** Given text **
Wednesday, March 4, 2020

Strong Super Tuesday for Make America Boring Again

Bernie Sanders win in California Tuesday is a real win. But the other states' results mean that the day didn't come close to being the blowout his supporters would have liked to see. Biden's streak of wins, including in Massachusetts and (apparently at this writing) Texas is impressive. We won't know for a while yet what the delegate counts will be in California. There is a 15% threshold statewide to win any delegates and how the vote sorted out by Congressional district also affects the delegate count. But it looks like only Sanders and Biden and maybe Michael Bloomberg are likely to surpass the minimal hurdle to win delegates. Depending on how the final count shakes out, Sanders could win a majority of the California delegates if Bloomberg doesn't make the hurdle.

A few things seem pretty obvious immediately afterward. Maybe the most impressive is how well Biden did in large states like California and Texas while having a minimal field operation and his own campaign not having much money to spend on media buys compared to Sanders. His high name recognition and the weekend consolidation of the centrist wing of the party after Biden's South Carolina win came through for him. It's definitely now a Sanders vs. Biden race, with Bloomberg apparently on the verge of backing out.

(Source records)

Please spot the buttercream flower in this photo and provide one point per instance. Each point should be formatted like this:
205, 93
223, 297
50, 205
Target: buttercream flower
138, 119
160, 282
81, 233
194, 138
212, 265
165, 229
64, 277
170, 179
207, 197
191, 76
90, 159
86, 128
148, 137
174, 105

** Given problem 1 **
Answer these questions about the Super Tuesday post:
(a) What statewide percentage must a candidate reach in California to win any delegates?
(b) After which candidate's South Carolina win did the centrist wing of the party consolidate?
(c) Which two large states does the post name as places where Biden did well?
** Given problem 2 **
Write out the Super Tuesday post from "Wednesday, March 4, 2020" up to and including "make the hurdle.".
** Given problem 3 **
Which U.S. states does the Super Tuesday post name?

** Right answer 1 **
(a) 15%
(b) Biden
(c) California and Texas

** Right answer 2 **
Wednesday, March 4, 2020

Strong Super Tuesday for Make America Boring Again

Bernie Sanders win in California Tuesday is a real win. But the other states' results mean that the day didn't come close to being the blowout his supporters would have liked to see. Biden's streak of wins, including in Massachusetts and (apparently at this writing) Texas is impressive. We won't know for a while yet what the delegate counts will be in California. There is a 15% threshold statewide to win any delegates and how the vote sorted out by Congressional district also affects the delegate count. But it looks like only Sanders and Biden and maybe Michael Bloomberg are likely to surpass the minimal hurdle to win delegates. Depending on how the final count shakes out, Sanders could win a majority of the California delegates if Bloomberg doesn't make the hurdle.

** Right answer 3 **
California, Massachusetts, Texas, South Carolina